Problem statement |
Continue the case report on seminoma spread to the duodenum, picking up after the final sentence of the text below.

Quoted passage |
- - -

The perforated duodenal defect could not be repaired due to the extent of tumor infiltration. A controlled fistula was created with two separate red rubber catheters which were placed proximally and distally to the duodenal defect. A wedge tissue biopsy taken from the mass proved consistent with classic seminoma (Figure 1). The right scrotal mass was not explored during the initial operation due to the patient's critical condition in the operating room requiring postponement of surgery. On postoperative day three, a computed tomography (CT) scan was obtained and revealed extensive disease above and below the diaphragm (Figures 2 and 3). The scrotal mass eventually began to invade through the scrotal skin and required resection 1 week after initial surgery (Figure 4). The final pathology revealed seminoma, classic type, and the final staging was consistent with T3, N3, M1b disease.

Figure 1
figure 1

Hematoxylin and eosin stain of retroperitoneal mass biopsy consistent with classic seminoma. Magnification ×40.

Figure 2
figure 2

Computed tomography scan demonstrating extensive metastatic disease of the mediastinum.

Figure 3
figure 3

Computed tomography scan demonstrating extensive metastatic disease of the retroperitoneum.

Figure 4
figure 4

Gross specimen of testicular mass invading through the scrotum.

The patient remained on respiratory support throughout his hospitalization and eventually succumbed to his disease 4 weeks later when his family declined further medical therapy. Treatment with chemotherapy was considered but not commenced due to the presence of the duodenal perforation and respiratory failure.


Involvement of the GI tract by metastatic seminoma is rare. When metastatic, only 5% of testicular germ cell tumors involve the bowel, and seminoma is the least commonly reported type of testicular neoplasm to do so [1]. In an autopsy study by Johnson et al., pure seminoma was the histologic type observed in only two of the 21 metastatic germ cell tumors identified in the GI tract [4]. Whereas the small bowel was the most common GI site of involvement in their study, the duodenum was only rarely involved. A series of 487 postmortem cases evaluated by Chait et al. did not document any purely seminomatous tumors metastasizing to the GI tract [3]. In a review article by Sweetenham et al., three cases of seminoma metastatic to the duodenum and stomach were described, with severe upper abdominal and back pain having been the predominant symptoms in all patients [2]. The involvement of the duodenum by metastatic testicular neoplasms has been attributed to the position of its second, third and fourth segments in the retroperitoneum where the lymphatic drainage of the testis is located [2].

- - -

Data provided |
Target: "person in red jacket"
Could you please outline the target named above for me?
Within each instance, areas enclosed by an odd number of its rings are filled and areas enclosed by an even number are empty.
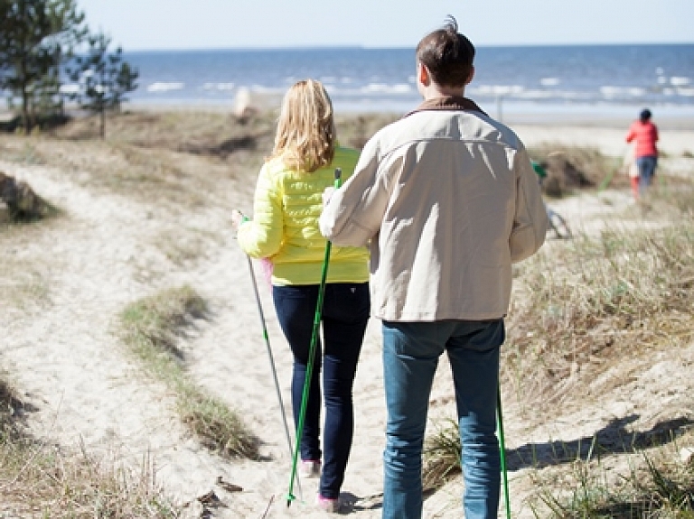
[[[651,122],[651,110],[642,110],[639,120],[632,123],[626,142],[636,141],[636,165],[639,169],[639,194],[651,185],[658,165],[658,126]]]

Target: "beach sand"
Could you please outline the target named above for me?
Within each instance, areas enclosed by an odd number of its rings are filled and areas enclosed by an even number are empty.
[[[626,150],[626,128],[614,123],[509,124],[527,145],[595,146],[621,156]],[[694,123],[689,124],[689,129],[681,125],[662,128],[661,149],[672,157],[671,163],[663,163],[663,171],[672,168],[680,174],[694,174],[691,160],[680,160],[684,153],[694,153]],[[0,312],[0,366],[10,372],[23,397],[35,409],[28,417],[33,433],[66,449],[81,445],[91,456],[122,463],[134,471],[143,459],[151,460],[157,484],[183,505],[183,517],[203,516],[198,498],[210,491],[223,504],[211,508],[213,517],[324,516],[314,506],[316,479],[302,480],[295,488],[297,499],[287,506],[291,449],[282,413],[291,424],[292,359],[268,287],[259,281],[284,400],[281,409],[247,259],[230,225],[232,208],[249,211],[252,207],[256,166],[251,165],[246,179],[220,181],[219,191],[208,193],[207,203],[191,212],[94,189],[87,181],[90,164],[115,152],[98,142],[79,145],[83,166],[72,170],[0,155],[0,171],[25,180],[68,213],[46,228],[29,228],[21,240],[0,235],[2,261],[22,264],[31,286],[42,294],[25,297],[22,304],[0,299],[5,306]],[[0,137],[0,150],[5,154],[21,146],[19,137]],[[76,150],[72,147],[70,153]],[[599,233],[605,221],[633,204],[627,190],[607,190],[599,196],[586,192],[554,207],[575,230]],[[198,250],[195,261],[172,264],[156,246],[163,233],[176,236],[180,246],[184,240],[192,240],[186,246]],[[254,267],[262,280],[259,265],[254,263]],[[16,288],[19,283],[5,273],[0,273],[0,282],[5,289]],[[193,287],[211,308],[211,317],[197,320],[181,340],[188,374],[239,412],[262,440],[261,460],[223,459],[201,446],[174,412],[174,395],[143,372],[114,331],[127,304],[183,284]],[[345,511],[356,519],[380,516],[386,417],[379,326],[375,320],[370,323],[359,366],[354,387],[356,431],[342,487]],[[647,366],[640,362],[624,359],[623,368],[631,374],[631,381],[614,389],[607,398],[586,399],[583,404],[529,415],[504,393],[509,402],[504,409],[507,448],[590,439],[615,418],[638,416],[632,426],[648,430],[653,423],[681,416],[682,410],[690,413],[694,345],[669,356],[659,355]],[[452,395],[449,371],[442,359],[431,397],[432,428],[437,421],[454,417]],[[511,468],[513,517],[532,517],[525,501],[534,488],[530,468],[516,464]],[[227,492],[216,483],[219,477],[243,490]],[[461,517],[461,491],[456,478],[427,497],[425,517]]]

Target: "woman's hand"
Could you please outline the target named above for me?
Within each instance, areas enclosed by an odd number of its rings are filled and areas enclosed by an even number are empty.
[[[323,207],[324,208],[328,205],[328,202],[330,201],[330,199],[333,198],[333,193],[334,192],[335,192],[335,188],[332,186],[329,188],[325,188],[325,190],[323,191]]]
[[[233,209],[231,211],[231,227],[234,227],[234,229],[239,230],[239,226],[241,225],[242,222],[245,222],[249,218],[244,215],[241,211],[239,209]]]

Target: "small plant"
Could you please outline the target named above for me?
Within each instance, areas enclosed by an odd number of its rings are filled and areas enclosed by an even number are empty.
[[[436,432],[425,441],[422,470],[425,491],[436,490],[460,474],[460,456],[458,424],[454,420],[445,420],[436,426]]]
[[[129,305],[121,314],[125,340],[146,369],[176,394],[183,423],[202,443],[222,456],[258,457],[258,440],[220,400],[192,384],[183,367],[177,334],[192,318],[207,312],[192,288],[169,289]]]

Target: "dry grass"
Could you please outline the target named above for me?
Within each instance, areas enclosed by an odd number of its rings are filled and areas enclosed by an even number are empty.
[[[649,200],[658,214],[671,216],[668,225],[579,236],[518,266],[502,377],[521,409],[586,405],[631,382],[634,374],[623,367],[621,377],[613,374],[593,385],[624,358],[642,358],[634,366],[648,366],[654,352],[691,344],[694,202],[668,195],[654,191]],[[539,471],[544,460],[534,473],[536,515],[694,517],[694,468],[677,462],[674,441],[676,435],[684,435],[680,445],[694,440],[687,423],[682,419],[666,431],[633,434],[630,445],[605,445],[597,438],[590,445],[553,444],[555,463],[549,465],[557,467]],[[636,452],[640,468],[620,472],[616,480],[601,478],[612,448]],[[567,471],[563,465],[572,459]],[[457,424],[439,424],[427,440],[425,484],[436,488],[459,473]]]
[[[257,459],[258,440],[226,403],[189,380],[180,333],[207,313],[204,301],[183,286],[129,305],[121,314],[124,339],[145,368],[176,395],[181,420],[208,449],[221,456]]]
[[[84,449],[61,449],[26,435],[24,404],[6,377],[0,378],[0,516],[137,517],[178,516],[155,478],[151,459],[137,470],[97,459]]]

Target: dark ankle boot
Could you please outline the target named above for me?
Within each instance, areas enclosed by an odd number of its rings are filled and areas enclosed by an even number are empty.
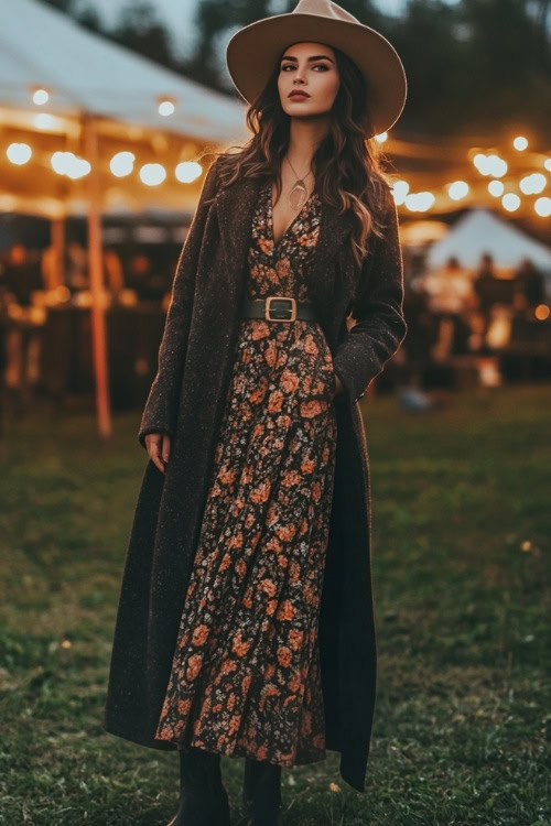
[[[229,826],[229,802],[220,756],[180,750],[180,808],[169,826]]]
[[[246,758],[242,804],[249,826],[282,826],[281,765]]]

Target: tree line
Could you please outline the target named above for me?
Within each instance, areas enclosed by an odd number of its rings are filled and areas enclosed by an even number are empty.
[[[182,56],[174,34],[149,0],[129,0],[114,28],[82,0],[43,0],[82,25],[223,93],[229,36],[272,11],[271,0],[199,0],[193,47]],[[90,2],[90,0],[88,0]],[[551,0],[408,0],[400,17],[372,0],[341,0],[387,36],[403,61],[408,101],[397,132],[419,135],[551,133]],[[278,12],[291,11],[284,0]]]

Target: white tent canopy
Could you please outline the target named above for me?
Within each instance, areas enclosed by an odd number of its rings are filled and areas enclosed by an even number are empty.
[[[0,106],[28,109],[32,87],[51,89],[47,111],[83,111],[126,123],[225,143],[245,137],[239,101],[181,77],[152,61],[94,34],[67,14],[37,0],[0,2]],[[175,112],[159,113],[159,98]]]
[[[456,256],[463,267],[476,268],[483,252],[489,252],[498,268],[516,268],[529,258],[540,270],[551,272],[549,247],[483,208],[466,213],[442,240],[432,244],[426,264],[429,269],[440,268],[450,256]]]

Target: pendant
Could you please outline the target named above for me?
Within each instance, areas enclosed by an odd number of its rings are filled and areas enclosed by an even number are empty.
[[[296,178],[288,196],[288,202],[293,209],[301,209],[307,200],[309,191],[302,178]]]

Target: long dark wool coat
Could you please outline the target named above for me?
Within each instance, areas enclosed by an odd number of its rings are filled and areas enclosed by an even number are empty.
[[[185,591],[197,546],[245,295],[247,251],[259,180],[222,189],[217,160],[176,268],[159,371],[138,438],[169,433],[165,472],[148,461],[126,559],[105,708],[107,731],[155,749]],[[305,272],[344,385],[335,396],[337,453],[320,616],[326,747],[342,778],[365,791],[376,694],[369,465],[358,399],[403,340],[398,217],[386,187],[385,237],[354,262],[353,216],[322,205],[320,237]],[[357,324],[347,328],[346,316]]]

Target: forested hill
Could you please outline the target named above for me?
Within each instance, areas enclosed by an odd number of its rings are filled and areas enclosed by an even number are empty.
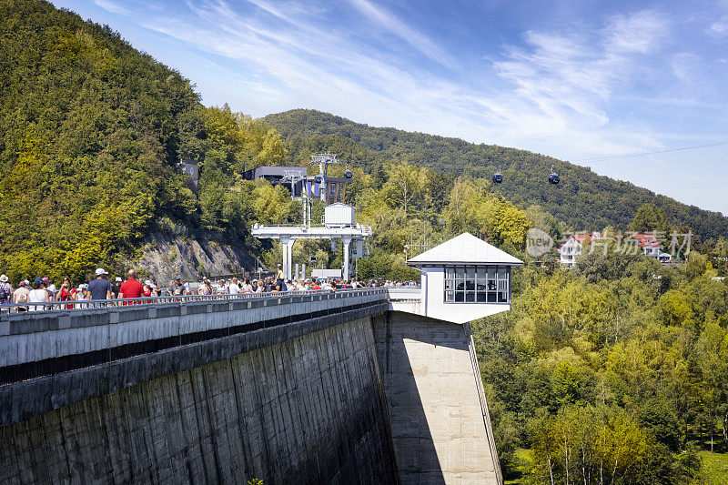
[[[575,230],[606,226],[626,228],[644,203],[664,209],[670,220],[688,226],[703,238],[728,236],[728,217],[720,213],[687,206],[628,182],[599,176],[589,168],[532,152],[496,145],[476,145],[458,138],[380,128],[315,110],[294,109],[264,118],[287,140],[289,157],[308,157],[312,147],[342,146],[354,166],[356,159],[379,157],[384,162],[410,162],[472,177],[490,177],[502,167],[503,184],[495,190],[522,207],[540,205]],[[314,139],[313,142],[308,141]],[[326,143],[331,139],[330,143]],[[337,139],[339,139],[337,141]],[[369,157],[362,151],[371,152]],[[558,187],[545,183],[551,165],[561,177]],[[366,165],[362,168],[367,170]]]
[[[0,268],[14,282],[119,274],[165,220],[242,240],[266,205],[232,186],[285,157],[275,130],[203,106],[108,26],[0,0]],[[197,190],[184,158],[200,162]],[[261,198],[285,202],[276,196]]]

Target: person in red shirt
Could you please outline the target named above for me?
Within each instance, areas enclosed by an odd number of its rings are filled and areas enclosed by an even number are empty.
[[[144,285],[141,281],[136,280],[136,272],[134,269],[129,269],[129,277],[126,281],[121,284],[119,288],[119,299],[121,298],[138,298],[142,296],[142,289]],[[127,302],[124,302],[125,305]]]

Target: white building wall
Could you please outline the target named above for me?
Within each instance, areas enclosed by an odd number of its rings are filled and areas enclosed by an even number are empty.
[[[445,268],[422,268],[421,308],[430,318],[465,323],[511,309],[510,303],[445,303]]]

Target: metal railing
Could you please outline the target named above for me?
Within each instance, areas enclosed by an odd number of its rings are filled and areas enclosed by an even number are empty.
[[[310,291],[269,291],[263,293],[218,293],[213,295],[177,295],[165,297],[142,297],[138,298],[116,298],[116,299],[91,299],[91,300],[68,300],[68,301],[43,301],[43,302],[25,302],[13,303],[10,305],[0,305],[0,318],[8,315],[17,315],[24,313],[37,313],[47,311],[88,311],[98,310],[100,308],[112,308],[127,307],[130,305],[170,305],[185,304],[193,302],[210,302],[210,301],[248,301],[251,299],[268,299],[277,300],[281,298],[303,296],[303,295],[344,295],[349,297],[361,296],[367,293],[384,292],[384,288],[366,288],[356,289],[329,289],[310,290]]]

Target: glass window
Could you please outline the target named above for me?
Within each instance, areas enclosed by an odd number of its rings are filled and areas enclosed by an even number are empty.
[[[445,268],[444,298],[449,303],[508,303],[508,268],[457,266]]]

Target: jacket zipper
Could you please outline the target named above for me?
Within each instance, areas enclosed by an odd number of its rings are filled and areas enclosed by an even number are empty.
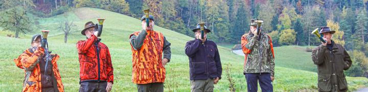
[[[258,53],[258,57],[259,59],[258,60],[259,60],[259,62],[260,62],[260,68],[259,68],[260,70],[260,70],[260,75],[261,71],[262,71],[261,70],[261,67],[262,67],[262,60],[261,60],[261,54],[262,53],[261,52],[262,52],[262,51],[261,50],[261,42],[262,40],[262,33],[261,33],[261,35],[260,35],[260,36],[261,36],[261,37],[260,37],[260,38],[259,39],[259,40],[258,42],[258,52],[259,52]]]
[[[96,48],[96,54],[97,54],[97,66],[98,67],[98,80],[99,81],[100,80],[100,50],[98,48],[98,43],[95,43],[95,47]]]

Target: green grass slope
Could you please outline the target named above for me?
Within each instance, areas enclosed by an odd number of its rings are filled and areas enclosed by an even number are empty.
[[[101,9],[82,8],[68,13],[69,16],[77,25],[72,31],[67,43],[63,43],[64,35],[58,30],[58,25],[62,20],[58,15],[39,20],[40,28],[51,30],[48,38],[50,51],[60,56],[58,61],[59,69],[66,91],[77,91],[79,84],[79,63],[75,43],[84,40],[80,34],[85,22],[97,22],[95,18],[106,18],[104,32],[101,37],[102,42],[110,49],[114,67],[114,91],[136,91],[136,85],[131,82],[131,51],[129,36],[140,30],[141,21],[137,19],[119,13]],[[172,43],[171,61],[166,66],[167,79],[165,82],[166,91],[189,91],[189,66],[188,57],[184,53],[186,42],[193,38],[174,31],[156,26],[155,30],[163,33]],[[22,88],[24,72],[17,68],[13,59],[22,53],[30,45],[30,37],[33,33],[20,35],[22,38],[6,37],[12,34],[8,31],[0,32],[0,91],[18,91]],[[211,35],[211,34],[210,34]],[[310,54],[298,51],[299,47],[290,46],[275,48],[276,53],[275,80],[273,82],[275,91],[315,90],[317,74],[313,72],[315,66],[310,61]],[[215,85],[215,91],[227,91],[228,80],[225,68],[230,68],[230,76],[235,82],[237,91],[246,91],[246,82],[243,75],[244,57],[231,52],[227,48],[219,47],[223,66],[222,79]],[[291,50],[289,51],[288,50]],[[289,54],[288,54],[289,53]],[[300,60],[302,59],[302,60]],[[365,78],[348,77],[351,89],[368,86],[368,79]]]

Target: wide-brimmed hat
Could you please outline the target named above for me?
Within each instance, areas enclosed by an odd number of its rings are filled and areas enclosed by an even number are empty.
[[[254,19],[250,19],[250,23],[249,24],[251,26],[257,26],[257,23],[255,22]]]
[[[204,30],[206,31],[207,33],[211,32],[211,30],[207,29],[207,27],[206,27],[205,24],[204,24],[203,28],[204,28]],[[200,25],[199,25],[199,24],[197,24],[197,27],[195,29],[193,29],[193,30],[192,30],[192,31],[196,32],[198,29],[200,29]]]
[[[84,29],[82,30],[82,32],[81,32],[82,34],[83,35],[85,35],[85,33],[84,33],[84,32],[89,28],[91,28],[92,27],[95,27],[95,26],[96,25],[95,25],[95,24],[94,24],[93,22],[92,22],[92,21],[87,22],[84,25]]]
[[[152,15],[149,15],[148,17],[149,17],[150,20],[152,20],[152,21],[154,21],[154,18],[153,17],[153,16]],[[143,21],[146,20],[146,15],[143,15],[143,16],[141,18],[141,21]]]
[[[32,39],[31,39],[31,43],[32,43],[32,42],[33,42],[33,41],[36,40],[36,39],[37,39],[38,37],[40,37],[40,38],[41,37],[41,36],[40,34],[36,34],[33,35],[33,36],[32,36]]]
[[[327,33],[327,32],[331,32],[331,34],[334,34],[336,32],[335,31],[331,30],[331,29],[330,29],[329,27],[321,27],[321,30],[320,30],[320,31],[319,31],[319,34],[321,34],[323,33]]]

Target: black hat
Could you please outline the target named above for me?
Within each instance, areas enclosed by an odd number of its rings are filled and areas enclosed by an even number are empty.
[[[257,20],[257,19],[256,19]],[[257,26],[257,23],[256,22],[255,22],[254,19],[250,19],[250,23],[249,24],[249,26]]]
[[[206,27],[205,24],[204,24],[204,26],[203,26],[203,28],[204,28],[204,30],[205,30],[205,31],[207,32],[207,33],[210,33],[210,32],[211,32],[211,30],[209,30],[209,29],[207,29],[207,27]],[[192,30],[192,31],[193,31],[193,32],[195,32],[195,31],[197,31],[197,29],[200,29],[200,25],[199,25],[199,24],[197,24],[197,28],[196,28],[195,29],[193,29],[193,30]]]
[[[153,17],[153,16],[152,15],[149,15],[149,17],[150,20],[152,20],[152,21],[154,21],[154,18]],[[146,20],[146,15],[143,15],[142,18],[141,18],[141,21],[143,21],[144,20]]]
[[[32,36],[32,39],[31,39],[31,43],[32,43],[32,42],[33,42],[33,41],[36,40],[36,39],[37,39],[38,37],[41,38],[40,34],[36,34],[33,35],[33,36]]]
[[[329,27],[321,27],[321,30],[319,31],[319,34],[321,34],[323,33],[326,33],[326,32],[331,32],[331,34],[335,33],[335,31],[331,30],[330,29]]]
[[[87,30],[87,29],[91,28],[92,27],[94,27],[96,26],[95,24],[93,23],[92,21],[89,21],[87,22],[85,24],[84,24],[84,29],[82,30],[82,34],[83,35],[85,35],[85,33],[84,32]]]

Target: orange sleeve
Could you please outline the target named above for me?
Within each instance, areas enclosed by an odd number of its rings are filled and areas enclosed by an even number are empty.
[[[251,49],[253,49],[255,43],[257,41],[257,38],[254,38],[257,37],[258,36],[255,36],[252,37],[253,39],[249,40],[246,38],[247,35],[247,34],[243,35],[241,38],[242,50],[243,50],[243,52],[244,54],[249,54],[251,52]]]
[[[26,68],[32,68],[37,64],[35,62],[38,57],[42,56],[44,53],[44,50],[43,48],[39,47],[38,49],[36,50],[31,56],[26,55],[22,55],[20,56],[21,58],[20,61],[22,65]]]
[[[77,49],[78,49],[78,54],[82,54],[87,52],[89,49],[91,45],[97,40],[97,37],[95,35],[92,35],[90,37],[87,39],[85,41],[79,41],[77,43]]]

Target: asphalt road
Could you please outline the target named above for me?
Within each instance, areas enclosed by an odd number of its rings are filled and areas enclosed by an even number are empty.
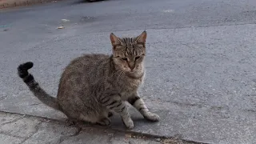
[[[2,10],[0,110],[64,118],[32,97],[17,76],[18,65],[33,61],[36,79],[56,95],[70,60],[83,53],[110,54],[111,32],[131,36],[146,30],[141,95],[162,120],[146,122],[131,110],[134,131],[207,143],[254,143],[255,6],[255,0],[109,0]],[[56,29],[62,25],[65,29]],[[119,118],[113,128],[124,129]]]

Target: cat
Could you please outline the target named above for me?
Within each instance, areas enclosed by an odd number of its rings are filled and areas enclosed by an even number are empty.
[[[60,78],[57,98],[50,96],[28,70],[33,62],[18,67],[18,74],[42,102],[64,113],[71,122],[85,121],[108,126],[113,113],[118,114],[128,129],[134,128],[128,102],[147,120],[160,117],[150,112],[138,89],[144,76],[146,31],[134,38],[110,35],[112,54],[84,54],[70,62]]]

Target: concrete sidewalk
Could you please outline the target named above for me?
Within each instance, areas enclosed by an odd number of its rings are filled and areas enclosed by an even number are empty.
[[[0,144],[193,144],[96,127],[78,127],[43,118],[0,112]]]
[[[0,9],[54,2],[60,0],[0,0]]]

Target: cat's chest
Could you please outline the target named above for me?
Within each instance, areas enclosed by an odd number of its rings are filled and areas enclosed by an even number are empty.
[[[142,80],[133,81],[129,82],[122,88],[121,92],[121,98],[126,101],[130,97],[133,96],[142,84]]]

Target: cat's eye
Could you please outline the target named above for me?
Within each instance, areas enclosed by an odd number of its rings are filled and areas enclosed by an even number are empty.
[[[135,57],[135,60],[138,59],[139,58],[141,58],[140,56]]]
[[[124,61],[127,61],[128,60],[126,58],[122,58],[122,59],[124,60]]]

- - -

Reply |
A case of an ulcerating retroperitoneal seminoma mass communicating with the distal duodenum has been reported previously [5]. However, the patient was cured successfully with several courses of chemotherapy and non-surgical management. The authors note that, although other cancers such as melanoma, kidney, and stomach are much more common than germ cell tumor (GCT) and more often metastasize to the small bowel, this diagnosis should be considered when an ulcerating small bowel mass is identified in a young man [5].


Although modern chemotherapeutic regimens have high success rates in the treatment of metastatic seminoma, some authors have proposed that patients with intestinal metastasis belong to a high-risk group [3, 7]. Early intervention with surgical resection of the involved segment of bowel is necessary when GI complications are encountered. This group of patients with intermediate or high-risk traditionally receive four cycles of bleomycin, etoposide, and cisplatin (BEP) with a known 30% to 40% failure of achieving a durable response [7]. Unfortunately, in our patient with multiple complicating medical factors secondary to a late stage seminoma with bowel perforation, the chemotherapy was never initiated and the patient died.


Written informed consent could not be obtained since the patient is deceased and the next of kin were untraceable. We believe this case report contains a worthwhile clinical lesson which could not be as effectively made in any other way. We expect that the next of kin would not object to the publication since the patient remains anonymous.